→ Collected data

####################

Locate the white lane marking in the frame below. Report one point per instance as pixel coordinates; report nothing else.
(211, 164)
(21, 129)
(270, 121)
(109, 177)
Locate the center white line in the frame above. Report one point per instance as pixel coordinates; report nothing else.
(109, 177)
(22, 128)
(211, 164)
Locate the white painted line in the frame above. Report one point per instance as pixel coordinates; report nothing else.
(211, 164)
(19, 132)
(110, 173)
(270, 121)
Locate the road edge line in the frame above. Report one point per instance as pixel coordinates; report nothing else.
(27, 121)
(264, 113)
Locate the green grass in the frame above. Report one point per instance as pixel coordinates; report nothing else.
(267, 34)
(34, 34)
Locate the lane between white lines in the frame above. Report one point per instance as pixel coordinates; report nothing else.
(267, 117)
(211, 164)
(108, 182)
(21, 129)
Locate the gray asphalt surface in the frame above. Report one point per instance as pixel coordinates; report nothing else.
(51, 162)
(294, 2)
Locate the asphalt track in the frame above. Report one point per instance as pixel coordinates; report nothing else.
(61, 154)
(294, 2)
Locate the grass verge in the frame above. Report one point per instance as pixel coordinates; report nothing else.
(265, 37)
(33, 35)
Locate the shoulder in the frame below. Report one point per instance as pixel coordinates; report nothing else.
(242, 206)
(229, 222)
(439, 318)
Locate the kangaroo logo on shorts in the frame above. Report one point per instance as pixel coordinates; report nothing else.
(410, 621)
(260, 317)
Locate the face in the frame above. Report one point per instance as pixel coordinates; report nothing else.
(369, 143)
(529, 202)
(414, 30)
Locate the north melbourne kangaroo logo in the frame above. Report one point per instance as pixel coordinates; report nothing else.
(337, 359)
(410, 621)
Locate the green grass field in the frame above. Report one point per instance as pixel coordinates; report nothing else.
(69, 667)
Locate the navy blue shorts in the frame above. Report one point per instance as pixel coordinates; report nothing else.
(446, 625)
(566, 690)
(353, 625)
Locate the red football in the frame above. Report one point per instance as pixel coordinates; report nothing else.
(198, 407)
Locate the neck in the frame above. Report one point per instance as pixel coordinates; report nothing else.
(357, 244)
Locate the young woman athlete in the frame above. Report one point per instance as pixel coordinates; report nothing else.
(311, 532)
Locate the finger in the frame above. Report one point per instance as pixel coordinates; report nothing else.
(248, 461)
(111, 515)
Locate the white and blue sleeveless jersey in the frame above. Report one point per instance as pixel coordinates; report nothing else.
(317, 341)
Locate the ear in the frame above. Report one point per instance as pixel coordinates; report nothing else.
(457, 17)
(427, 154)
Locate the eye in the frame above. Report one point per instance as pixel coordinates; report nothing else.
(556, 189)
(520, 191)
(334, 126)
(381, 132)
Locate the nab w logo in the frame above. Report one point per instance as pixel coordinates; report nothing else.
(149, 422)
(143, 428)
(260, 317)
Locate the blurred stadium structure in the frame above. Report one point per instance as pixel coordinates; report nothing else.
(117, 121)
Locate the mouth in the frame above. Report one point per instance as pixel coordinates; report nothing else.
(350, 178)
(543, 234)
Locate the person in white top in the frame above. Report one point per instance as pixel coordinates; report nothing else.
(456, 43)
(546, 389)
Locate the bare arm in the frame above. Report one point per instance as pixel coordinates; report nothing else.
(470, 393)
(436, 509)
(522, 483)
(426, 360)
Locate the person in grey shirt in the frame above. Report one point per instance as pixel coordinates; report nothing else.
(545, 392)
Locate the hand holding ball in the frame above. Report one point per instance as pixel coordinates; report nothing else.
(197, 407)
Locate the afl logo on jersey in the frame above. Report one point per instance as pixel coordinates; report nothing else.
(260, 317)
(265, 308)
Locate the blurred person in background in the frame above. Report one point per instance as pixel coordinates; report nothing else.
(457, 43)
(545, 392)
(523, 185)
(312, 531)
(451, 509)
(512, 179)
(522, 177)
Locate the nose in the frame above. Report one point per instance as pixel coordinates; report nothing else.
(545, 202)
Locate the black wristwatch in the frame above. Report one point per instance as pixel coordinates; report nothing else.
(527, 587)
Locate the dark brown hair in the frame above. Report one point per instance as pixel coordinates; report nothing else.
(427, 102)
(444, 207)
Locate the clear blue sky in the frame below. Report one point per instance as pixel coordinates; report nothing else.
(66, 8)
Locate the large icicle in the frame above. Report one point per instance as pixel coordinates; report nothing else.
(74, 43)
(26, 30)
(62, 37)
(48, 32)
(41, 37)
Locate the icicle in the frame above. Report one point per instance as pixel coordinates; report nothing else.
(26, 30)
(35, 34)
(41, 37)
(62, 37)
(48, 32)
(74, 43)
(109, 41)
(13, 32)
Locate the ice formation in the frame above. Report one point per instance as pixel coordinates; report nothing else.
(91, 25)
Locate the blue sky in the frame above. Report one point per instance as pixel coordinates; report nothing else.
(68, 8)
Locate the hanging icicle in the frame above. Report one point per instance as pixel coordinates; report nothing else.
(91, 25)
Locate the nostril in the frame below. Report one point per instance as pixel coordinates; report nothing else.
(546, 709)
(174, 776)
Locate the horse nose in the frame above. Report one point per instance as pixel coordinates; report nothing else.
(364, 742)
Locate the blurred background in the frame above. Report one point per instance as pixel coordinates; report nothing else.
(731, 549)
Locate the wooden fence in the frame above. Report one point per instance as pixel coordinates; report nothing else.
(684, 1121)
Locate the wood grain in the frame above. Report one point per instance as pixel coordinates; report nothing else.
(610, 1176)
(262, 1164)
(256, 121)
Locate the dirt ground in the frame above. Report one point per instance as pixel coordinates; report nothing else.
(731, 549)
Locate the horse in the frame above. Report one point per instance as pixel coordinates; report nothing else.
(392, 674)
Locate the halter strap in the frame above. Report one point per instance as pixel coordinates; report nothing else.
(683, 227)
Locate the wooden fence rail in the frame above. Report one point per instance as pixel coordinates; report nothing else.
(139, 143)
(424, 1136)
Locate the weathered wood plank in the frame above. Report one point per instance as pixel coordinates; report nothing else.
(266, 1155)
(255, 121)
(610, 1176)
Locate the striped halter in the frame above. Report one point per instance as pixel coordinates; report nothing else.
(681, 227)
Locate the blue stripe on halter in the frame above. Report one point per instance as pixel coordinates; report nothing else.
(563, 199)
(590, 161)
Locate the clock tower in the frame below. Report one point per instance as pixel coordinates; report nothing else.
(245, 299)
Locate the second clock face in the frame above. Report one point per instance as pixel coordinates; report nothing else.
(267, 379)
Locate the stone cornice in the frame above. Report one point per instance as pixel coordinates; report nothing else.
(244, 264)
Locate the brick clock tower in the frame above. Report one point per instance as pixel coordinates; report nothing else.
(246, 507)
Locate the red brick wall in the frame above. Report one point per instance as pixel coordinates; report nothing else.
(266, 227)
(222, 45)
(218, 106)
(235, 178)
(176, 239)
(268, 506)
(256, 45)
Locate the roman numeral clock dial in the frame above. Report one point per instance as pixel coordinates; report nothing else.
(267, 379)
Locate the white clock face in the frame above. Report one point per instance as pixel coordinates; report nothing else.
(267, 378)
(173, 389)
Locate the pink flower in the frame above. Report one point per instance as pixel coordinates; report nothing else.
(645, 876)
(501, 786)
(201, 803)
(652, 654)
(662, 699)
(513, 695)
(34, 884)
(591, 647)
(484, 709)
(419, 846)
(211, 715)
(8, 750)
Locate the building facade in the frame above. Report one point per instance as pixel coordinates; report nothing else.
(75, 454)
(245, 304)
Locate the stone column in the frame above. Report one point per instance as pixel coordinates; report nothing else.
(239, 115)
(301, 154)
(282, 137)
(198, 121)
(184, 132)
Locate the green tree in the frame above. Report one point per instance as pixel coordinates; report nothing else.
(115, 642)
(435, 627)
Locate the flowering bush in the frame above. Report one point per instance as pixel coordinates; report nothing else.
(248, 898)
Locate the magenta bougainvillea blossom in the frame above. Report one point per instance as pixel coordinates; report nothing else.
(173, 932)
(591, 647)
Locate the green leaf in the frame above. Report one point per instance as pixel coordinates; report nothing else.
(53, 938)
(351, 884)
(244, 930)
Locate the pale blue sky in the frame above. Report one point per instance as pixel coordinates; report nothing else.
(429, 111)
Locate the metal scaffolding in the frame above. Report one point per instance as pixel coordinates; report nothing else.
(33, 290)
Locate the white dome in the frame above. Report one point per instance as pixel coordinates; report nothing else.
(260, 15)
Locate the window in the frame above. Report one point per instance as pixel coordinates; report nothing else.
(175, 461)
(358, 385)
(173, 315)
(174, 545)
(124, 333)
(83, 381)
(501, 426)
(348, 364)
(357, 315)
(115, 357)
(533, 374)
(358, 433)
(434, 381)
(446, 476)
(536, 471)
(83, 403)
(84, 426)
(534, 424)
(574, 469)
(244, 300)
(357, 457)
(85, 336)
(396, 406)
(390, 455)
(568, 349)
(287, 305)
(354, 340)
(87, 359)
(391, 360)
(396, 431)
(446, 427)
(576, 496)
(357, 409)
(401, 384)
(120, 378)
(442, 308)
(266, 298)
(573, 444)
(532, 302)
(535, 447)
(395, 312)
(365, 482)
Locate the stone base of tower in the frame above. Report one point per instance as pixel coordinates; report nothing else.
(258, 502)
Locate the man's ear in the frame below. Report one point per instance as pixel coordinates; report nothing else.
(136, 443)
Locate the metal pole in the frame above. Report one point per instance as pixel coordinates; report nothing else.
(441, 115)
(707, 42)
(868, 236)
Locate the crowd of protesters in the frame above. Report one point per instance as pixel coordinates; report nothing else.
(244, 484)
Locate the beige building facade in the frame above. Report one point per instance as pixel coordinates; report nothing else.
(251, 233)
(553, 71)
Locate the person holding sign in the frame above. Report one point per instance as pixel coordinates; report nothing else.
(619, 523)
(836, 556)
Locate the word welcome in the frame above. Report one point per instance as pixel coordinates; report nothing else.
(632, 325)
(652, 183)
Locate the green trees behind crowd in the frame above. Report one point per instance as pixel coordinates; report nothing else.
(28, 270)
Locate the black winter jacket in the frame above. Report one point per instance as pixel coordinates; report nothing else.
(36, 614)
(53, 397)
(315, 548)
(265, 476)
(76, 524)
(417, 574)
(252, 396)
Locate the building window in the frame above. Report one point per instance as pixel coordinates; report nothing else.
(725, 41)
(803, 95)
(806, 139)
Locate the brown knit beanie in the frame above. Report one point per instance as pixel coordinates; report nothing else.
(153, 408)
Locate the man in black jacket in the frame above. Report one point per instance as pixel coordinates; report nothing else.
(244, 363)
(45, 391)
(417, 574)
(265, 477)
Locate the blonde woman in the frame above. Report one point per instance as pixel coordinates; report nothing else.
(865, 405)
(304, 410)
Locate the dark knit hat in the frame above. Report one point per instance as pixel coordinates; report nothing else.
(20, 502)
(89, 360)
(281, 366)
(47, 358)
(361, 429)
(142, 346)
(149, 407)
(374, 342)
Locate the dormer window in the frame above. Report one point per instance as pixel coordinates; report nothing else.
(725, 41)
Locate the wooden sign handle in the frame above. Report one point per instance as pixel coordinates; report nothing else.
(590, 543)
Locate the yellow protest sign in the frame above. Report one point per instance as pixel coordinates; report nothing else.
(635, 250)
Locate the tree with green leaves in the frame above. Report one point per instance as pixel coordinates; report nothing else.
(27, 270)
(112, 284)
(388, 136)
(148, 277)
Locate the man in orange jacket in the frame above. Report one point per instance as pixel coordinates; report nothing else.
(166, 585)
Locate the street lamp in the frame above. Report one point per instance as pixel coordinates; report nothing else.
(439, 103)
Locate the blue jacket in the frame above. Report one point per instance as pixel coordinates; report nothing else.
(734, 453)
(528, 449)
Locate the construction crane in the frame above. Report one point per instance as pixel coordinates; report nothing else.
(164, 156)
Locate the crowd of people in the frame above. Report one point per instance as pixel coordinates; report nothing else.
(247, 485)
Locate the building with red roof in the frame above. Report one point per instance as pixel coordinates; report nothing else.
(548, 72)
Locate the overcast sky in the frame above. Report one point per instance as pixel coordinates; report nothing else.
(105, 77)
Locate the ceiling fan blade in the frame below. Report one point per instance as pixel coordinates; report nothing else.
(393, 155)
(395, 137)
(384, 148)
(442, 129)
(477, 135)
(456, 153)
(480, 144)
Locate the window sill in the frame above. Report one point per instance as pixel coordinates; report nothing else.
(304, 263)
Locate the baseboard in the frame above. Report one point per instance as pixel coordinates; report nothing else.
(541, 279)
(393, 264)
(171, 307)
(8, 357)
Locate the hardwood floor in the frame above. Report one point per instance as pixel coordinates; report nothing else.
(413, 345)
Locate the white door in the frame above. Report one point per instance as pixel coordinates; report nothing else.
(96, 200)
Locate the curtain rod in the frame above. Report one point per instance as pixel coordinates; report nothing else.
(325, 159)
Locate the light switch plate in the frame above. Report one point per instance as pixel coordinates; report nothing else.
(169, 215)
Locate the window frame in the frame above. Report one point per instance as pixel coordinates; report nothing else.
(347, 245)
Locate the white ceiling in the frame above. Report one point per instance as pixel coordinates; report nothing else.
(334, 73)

####################

→ THE EXERCISE
Write out, word for word, the line containing "Locate the window sill" and every line after it to the end of the data above.

→ REPLY
Locate the window sill in the frame above. Report one point per instance as pixel coordinates; report nothing else.
(304, 263)
Locate the baseboard in the frame above. Report one point per instance as pixel coordinates; report nothing else.
(541, 279)
(393, 264)
(171, 307)
(8, 357)
Locate the hardwood floor in the frame above. Report one point per instance as pixel coordinates; report nothing else.
(413, 345)
Locate the white door in the frame above. Report one point per instance as pixel coordinates; report nothing else.
(96, 200)
Locate the curtain rod in the frame above. Report one point per instance as pixel coordinates; report nothing else.
(325, 159)
Locate the light switch plate in the frame above. Report one point per instance as pixel coordinates; report nothing else.
(169, 215)
Locate the window frame in the frame above. Report one point per instance as pixel coordinates; report nothing else.
(347, 245)
Locate the white ceiling in the frame above. Report one point per instance as pixel coordinates; report nothing else.
(334, 73)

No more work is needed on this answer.